Work item
Every line of the data should be output word for word.

Source material
# # # # #

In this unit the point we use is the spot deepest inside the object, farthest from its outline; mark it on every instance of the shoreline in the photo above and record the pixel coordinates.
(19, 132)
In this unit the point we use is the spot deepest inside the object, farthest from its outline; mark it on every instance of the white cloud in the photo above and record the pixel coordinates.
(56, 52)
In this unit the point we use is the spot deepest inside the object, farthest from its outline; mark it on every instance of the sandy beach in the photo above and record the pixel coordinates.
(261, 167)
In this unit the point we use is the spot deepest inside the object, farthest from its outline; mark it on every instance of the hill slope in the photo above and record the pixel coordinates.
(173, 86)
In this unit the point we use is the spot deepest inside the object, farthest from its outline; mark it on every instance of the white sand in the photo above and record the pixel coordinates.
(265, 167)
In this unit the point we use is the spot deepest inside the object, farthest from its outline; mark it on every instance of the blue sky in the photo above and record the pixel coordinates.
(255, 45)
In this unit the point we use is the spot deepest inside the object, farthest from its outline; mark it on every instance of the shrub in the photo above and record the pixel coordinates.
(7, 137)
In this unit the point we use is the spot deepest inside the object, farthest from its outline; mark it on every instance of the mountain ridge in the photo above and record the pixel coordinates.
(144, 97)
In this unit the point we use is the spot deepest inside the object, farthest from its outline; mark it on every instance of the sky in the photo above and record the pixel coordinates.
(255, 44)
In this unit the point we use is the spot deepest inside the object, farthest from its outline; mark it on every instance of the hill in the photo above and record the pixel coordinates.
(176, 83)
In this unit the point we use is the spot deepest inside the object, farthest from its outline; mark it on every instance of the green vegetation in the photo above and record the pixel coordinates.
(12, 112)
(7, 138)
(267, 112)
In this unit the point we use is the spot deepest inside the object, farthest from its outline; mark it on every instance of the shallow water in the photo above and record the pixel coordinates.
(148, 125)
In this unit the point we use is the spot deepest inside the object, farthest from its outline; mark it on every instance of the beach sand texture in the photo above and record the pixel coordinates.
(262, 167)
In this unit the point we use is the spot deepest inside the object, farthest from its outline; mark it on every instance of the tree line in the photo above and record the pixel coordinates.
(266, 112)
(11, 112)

# # # # #

Task solution
In this unit the point we use is the spot deepest inside the object, farthest from its outline; mark it on every instance of the shoreline in the photo above and record the pixel coordinates.
(19, 132)
In this unit the point we use is the spot deepest inside the object, farthest from its outline; mark it on every instance of the white cloud in the photo above and record the pixel coordinates.
(56, 52)
In this unit the point we use is the spot deepest inside the object, farthest from its outline; mark it on every instance of the sandy beach in the photo above and record the pixel coordinates.
(261, 167)
In this unit the point we use is the spot deepest inside the object, farthest from its outline; mark it on every instance of the hill slope in the photo above and record the pixel coordinates.
(173, 86)
In this unit the point we use is the spot deepest inside the object, farthest from its outline; mark it on every instance of the white sand in the photo above and record the pixel coordinates.
(265, 167)
In this unit the point we use is the spot deepest inside the object, farthest from its outline; mark it on every instance of the blue sky in the photo above and record the pixel coordinates.
(255, 45)
In this unit the point we use is the spot deepest inside the object, farthest from its outline; mark it on every instance of the shrub in the photo above and record the pixel coordinates.
(7, 137)
In this unit the point we use is the spot deepest inside the object, farthest from its outline; mark it on every instance of the mountain ridge in the photo above and record the pixel coordinates.
(144, 97)
In this unit the point we use is the spot deepest inside the object, farthest from its outline; mark it on every instance of the sky in the photo above and record the pixel coordinates.
(255, 44)
In this unit the point we use is the spot deepest inside the object, farthest from its outline; mark it on every instance of the hill in the photo above and record the pixel coordinates.
(176, 83)
In this unit the point we use is the spot deepest inside the object, farthest from its outline; mark it on every instance of the green vegetation in the photo above and record the pixel coordinates.
(12, 112)
(7, 138)
(267, 112)
In this unit the point we use is the spot deepest inside the object, farthest from its outline; mark it on every instance of the shallow water in the photo above and record the pixel coordinates.
(148, 125)
In this unit the point we use is the spot deepest inside the object, farthest from its outline; mark it on every instance of the beach sand texture in the photo above and record the pixel coordinates.
(262, 167)
In this unit the point we use is the spot deepest inside the object, farthest from its outline; mark it on every instance of the tree line in the photo above and record the pixel coordinates.
(266, 112)
(11, 112)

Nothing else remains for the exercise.